- **Supplied text**
Chinese noodles, with an essence of Norway

By Kacey Culliney

- Last updated on GMT

Chinese noodles, with an essence of Norway

Related tags: Research and development, Research

A Norwegian research project is underway to identify flavours from marine bioprospecting that could be used as a source for seafood flavouring in the Chinese noodle market.

Switzerland-based perfume and flavour giant, Firmenich, is heading the venture and working in collaboration with marine research and development company, Møreforsking Marin,​ based in Norway.

Ola Ween, group leader of marine biotechnology for Møreforsking Marin,​ is heading the project and leading the team of researchers in the initial stages.

Ween said: “Our part in the ‘noodle-project’ is to conduct research on different raw-materials of marine origin that might be used in production of flavours later on. Firmenich will analyse the raw-material in more detail in their labs.”

“This project is in its infancy, it has just started but is set to be finished next year,”​ Ween explained.

Marine bioprospecting for flavours

The research team will be looking to identify and source commercial compounds from various marine resources from the Norwegian coast.

The team will also look to identify Chinese taste preferences for seafood to enable suitable compounds to be sourced.

Firmenich stated that they cannot share any additional information about the project at this stage.

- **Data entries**
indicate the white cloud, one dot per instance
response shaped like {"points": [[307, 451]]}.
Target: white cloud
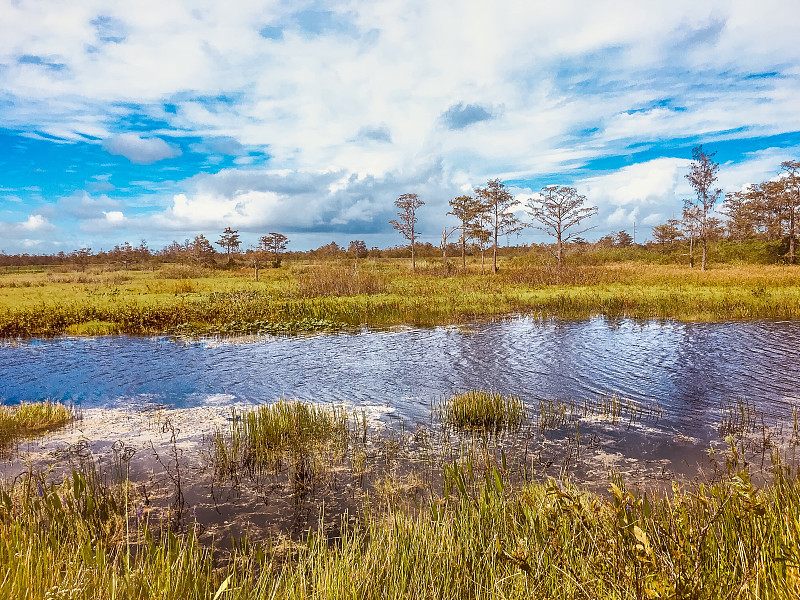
{"points": [[20, 231], [350, 111], [139, 150], [114, 217]]}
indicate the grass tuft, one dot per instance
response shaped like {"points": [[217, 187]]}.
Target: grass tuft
{"points": [[32, 418], [477, 409]]}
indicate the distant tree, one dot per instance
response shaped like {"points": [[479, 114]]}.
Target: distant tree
{"points": [[230, 241], [558, 209], [690, 227], [123, 254], [744, 212], [496, 201], [274, 243], [407, 222], [81, 257], [791, 195], [623, 239], [358, 249], [702, 175], [667, 233], [201, 250], [466, 209]]}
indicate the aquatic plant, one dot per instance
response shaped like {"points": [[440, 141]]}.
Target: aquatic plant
{"points": [[285, 434], [478, 409], [31, 418]]}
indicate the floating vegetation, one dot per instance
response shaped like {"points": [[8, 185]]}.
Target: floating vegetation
{"points": [[286, 435], [32, 418], [489, 411], [730, 539]]}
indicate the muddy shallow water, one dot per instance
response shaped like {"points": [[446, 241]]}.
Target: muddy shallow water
{"points": [[677, 385]]}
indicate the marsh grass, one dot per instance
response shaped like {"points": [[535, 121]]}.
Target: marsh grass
{"points": [[32, 418], [340, 279], [484, 539], [293, 436], [478, 409], [310, 297]]}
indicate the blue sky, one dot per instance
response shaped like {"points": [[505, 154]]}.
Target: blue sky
{"points": [[157, 122]]}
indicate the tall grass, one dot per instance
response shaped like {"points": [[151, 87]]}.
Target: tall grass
{"points": [[336, 296], [489, 411], [483, 540], [286, 435]]}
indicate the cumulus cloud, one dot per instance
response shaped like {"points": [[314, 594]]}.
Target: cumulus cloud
{"points": [[34, 224], [462, 115], [139, 150], [351, 102], [379, 133]]}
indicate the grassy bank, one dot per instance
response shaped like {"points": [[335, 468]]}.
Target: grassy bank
{"points": [[333, 296], [31, 418], [481, 538]]}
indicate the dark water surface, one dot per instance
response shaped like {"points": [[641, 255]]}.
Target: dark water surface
{"points": [[689, 369]]}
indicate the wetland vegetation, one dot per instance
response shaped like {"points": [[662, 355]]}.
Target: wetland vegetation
{"points": [[341, 294], [441, 514]]}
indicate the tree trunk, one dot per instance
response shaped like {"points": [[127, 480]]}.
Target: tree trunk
{"points": [[558, 251], [703, 263]]}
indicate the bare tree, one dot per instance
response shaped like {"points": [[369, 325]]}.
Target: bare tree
{"points": [[558, 209], [201, 250], [497, 201], [667, 233], [230, 241], [407, 223], [274, 243], [466, 209], [690, 227], [702, 175], [791, 194]]}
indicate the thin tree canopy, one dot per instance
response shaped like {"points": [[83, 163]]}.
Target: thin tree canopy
{"points": [[557, 210], [406, 222]]}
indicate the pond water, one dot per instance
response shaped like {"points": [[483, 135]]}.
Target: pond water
{"points": [[688, 369]]}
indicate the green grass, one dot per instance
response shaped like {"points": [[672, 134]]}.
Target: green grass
{"points": [[488, 411], [484, 540], [32, 418], [334, 296]]}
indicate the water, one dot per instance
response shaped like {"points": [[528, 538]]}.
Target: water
{"points": [[689, 369]]}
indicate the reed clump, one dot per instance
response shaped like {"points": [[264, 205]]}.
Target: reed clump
{"points": [[483, 539], [478, 409], [339, 280], [32, 418], [285, 435]]}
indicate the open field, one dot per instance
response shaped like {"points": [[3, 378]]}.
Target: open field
{"points": [[379, 293]]}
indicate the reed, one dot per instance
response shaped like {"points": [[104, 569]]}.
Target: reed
{"points": [[32, 418], [291, 435], [489, 411], [482, 539], [334, 296]]}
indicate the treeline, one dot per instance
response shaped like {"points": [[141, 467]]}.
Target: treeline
{"points": [[765, 212]]}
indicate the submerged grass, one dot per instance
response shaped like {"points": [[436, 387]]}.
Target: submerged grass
{"points": [[483, 540], [285, 435], [331, 296], [489, 411], [32, 418]]}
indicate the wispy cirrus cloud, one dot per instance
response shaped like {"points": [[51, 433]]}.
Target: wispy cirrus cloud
{"points": [[355, 101]]}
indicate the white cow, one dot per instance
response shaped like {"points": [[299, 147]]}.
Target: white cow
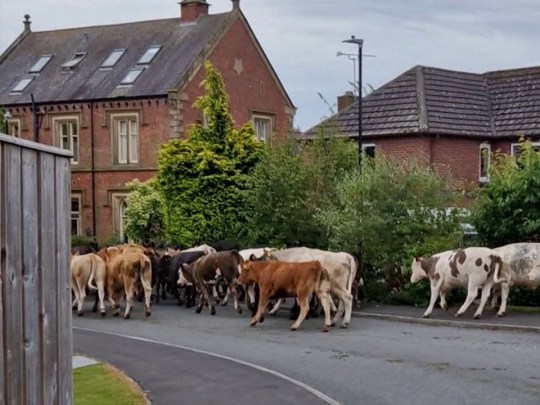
{"points": [[473, 268], [341, 268], [523, 259]]}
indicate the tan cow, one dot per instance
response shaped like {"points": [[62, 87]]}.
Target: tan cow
{"points": [[341, 268], [124, 268], [472, 268], [84, 269], [282, 279]]}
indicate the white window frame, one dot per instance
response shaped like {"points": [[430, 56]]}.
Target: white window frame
{"points": [[73, 138], [76, 215], [514, 147], [366, 146], [125, 140], [484, 155], [268, 120], [119, 218], [11, 124]]}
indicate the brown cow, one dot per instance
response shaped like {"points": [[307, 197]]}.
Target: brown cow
{"points": [[124, 268], [284, 279], [208, 269], [84, 269]]}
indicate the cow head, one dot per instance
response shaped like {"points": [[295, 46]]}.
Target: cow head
{"points": [[417, 272]]}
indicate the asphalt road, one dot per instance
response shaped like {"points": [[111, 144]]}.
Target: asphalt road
{"points": [[373, 362]]}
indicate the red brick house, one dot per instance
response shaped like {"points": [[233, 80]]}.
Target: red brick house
{"points": [[445, 118], [112, 94]]}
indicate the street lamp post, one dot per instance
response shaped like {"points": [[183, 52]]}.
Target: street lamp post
{"points": [[359, 42]]}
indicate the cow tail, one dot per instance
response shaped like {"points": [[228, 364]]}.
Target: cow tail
{"points": [[353, 266], [92, 274]]}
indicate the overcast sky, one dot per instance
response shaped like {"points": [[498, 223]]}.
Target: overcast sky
{"points": [[302, 37]]}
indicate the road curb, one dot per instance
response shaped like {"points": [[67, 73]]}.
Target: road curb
{"points": [[442, 322]]}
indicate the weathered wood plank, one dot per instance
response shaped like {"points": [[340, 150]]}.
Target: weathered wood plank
{"points": [[49, 299], [15, 385], [30, 276], [63, 241], [3, 398]]}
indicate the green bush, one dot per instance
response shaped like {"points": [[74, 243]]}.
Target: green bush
{"points": [[387, 214]]}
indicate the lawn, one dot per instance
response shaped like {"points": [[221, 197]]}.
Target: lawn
{"points": [[103, 384]]}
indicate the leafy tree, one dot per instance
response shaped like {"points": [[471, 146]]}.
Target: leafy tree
{"points": [[388, 213], [144, 211], [203, 177], [507, 209]]}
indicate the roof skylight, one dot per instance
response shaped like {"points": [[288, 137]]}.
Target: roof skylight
{"points": [[132, 75], [22, 84], [149, 55], [75, 60], [40, 64], [113, 58]]}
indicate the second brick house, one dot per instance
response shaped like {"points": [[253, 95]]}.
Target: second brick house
{"points": [[112, 94], [446, 118]]}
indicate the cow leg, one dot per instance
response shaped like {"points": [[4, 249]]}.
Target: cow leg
{"points": [[234, 292], [129, 288], [472, 291], [276, 306], [435, 291], [303, 301], [324, 299], [505, 289], [146, 280], [258, 317], [486, 291]]}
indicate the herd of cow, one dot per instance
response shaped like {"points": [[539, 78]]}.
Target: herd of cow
{"points": [[263, 274], [215, 272]]}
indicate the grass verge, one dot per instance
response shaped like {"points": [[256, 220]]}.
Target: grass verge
{"points": [[103, 384]]}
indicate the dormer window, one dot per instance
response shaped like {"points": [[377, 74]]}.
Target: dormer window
{"points": [[113, 58], [149, 55], [40, 64], [79, 56], [132, 75], [22, 84]]}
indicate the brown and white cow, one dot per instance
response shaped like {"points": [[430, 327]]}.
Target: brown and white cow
{"points": [[84, 269], [126, 266], [523, 259], [207, 270], [472, 268], [341, 268], [285, 279]]}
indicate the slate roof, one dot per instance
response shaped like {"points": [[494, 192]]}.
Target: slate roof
{"points": [[181, 45], [428, 100]]}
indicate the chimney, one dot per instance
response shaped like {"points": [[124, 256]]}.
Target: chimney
{"points": [[346, 100], [27, 23], [190, 10]]}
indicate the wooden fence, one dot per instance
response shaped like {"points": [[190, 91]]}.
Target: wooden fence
{"points": [[35, 294]]}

- **Activity**
Can you continue the article about the Norwegian seafood-flavor research for the Chinese noodle market, starting right after its final sentence?

- **Response for this exercise**
Ween said that Norwegian marine life provides great opportunities in terms of potential flavour sources: “Our advantage is access to clean oceans and very fresh raw material. This is without question very important in the production of high quality flavours. Also, we have novel species that might have hidden tastes no one has investigated yet. This is partly what the project aims to investigate,”​ he said.

Flavours are a new field for Ween and his team, he pointed out. Møreforsking Marin​ has worked on other projects to identify compounds, for example, identifying antimicrobial activity.

Ween said that marine bioprospecting is an extremely broad field and remains a new and emerging one. “It has just recently been appointed as a target area in Norway. So a lot of money will go into this type of research in the near future,”​ he added.

This particular project has received funding of around €54,000 ($74,196) from the Research Council of Norway, under its national programme for research in functional genomics (FUGE).